_CHALLENGE:_
Pictures should be excluded; otherwise, copy every entry exactly.

_DATA SECTION:_
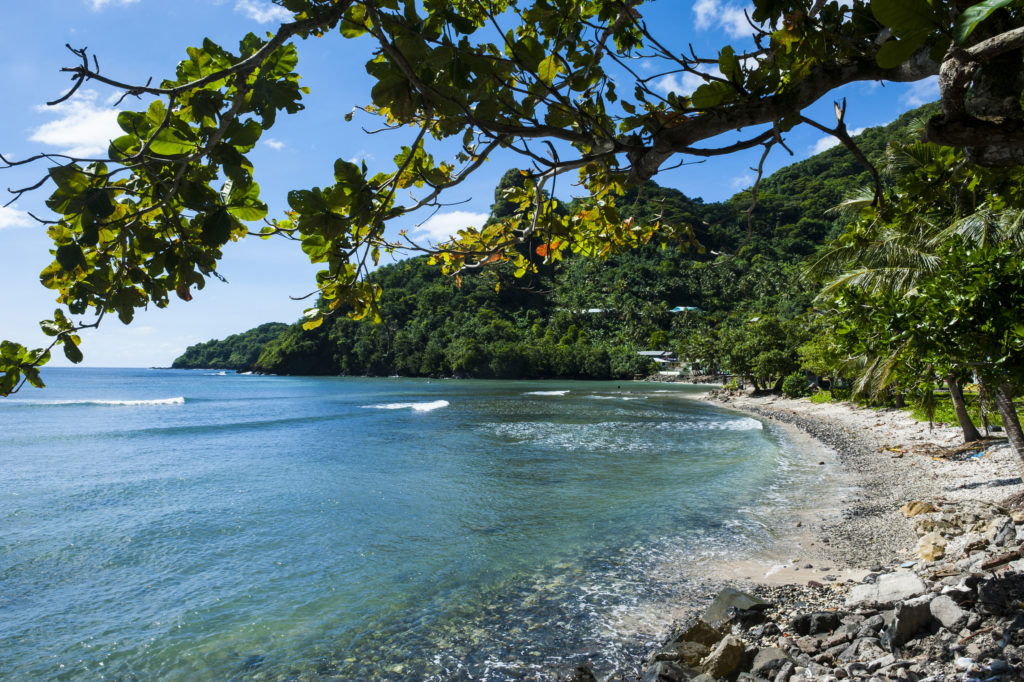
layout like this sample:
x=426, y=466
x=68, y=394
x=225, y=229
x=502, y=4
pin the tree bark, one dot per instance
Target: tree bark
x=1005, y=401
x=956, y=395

_SOLUTION TO THE EXERCISE:_
layout like this sample:
x=426, y=466
x=68, y=394
x=225, y=229
x=502, y=4
pin the tree bark, one dot per instance
Target: tree bark
x=1005, y=401
x=956, y=395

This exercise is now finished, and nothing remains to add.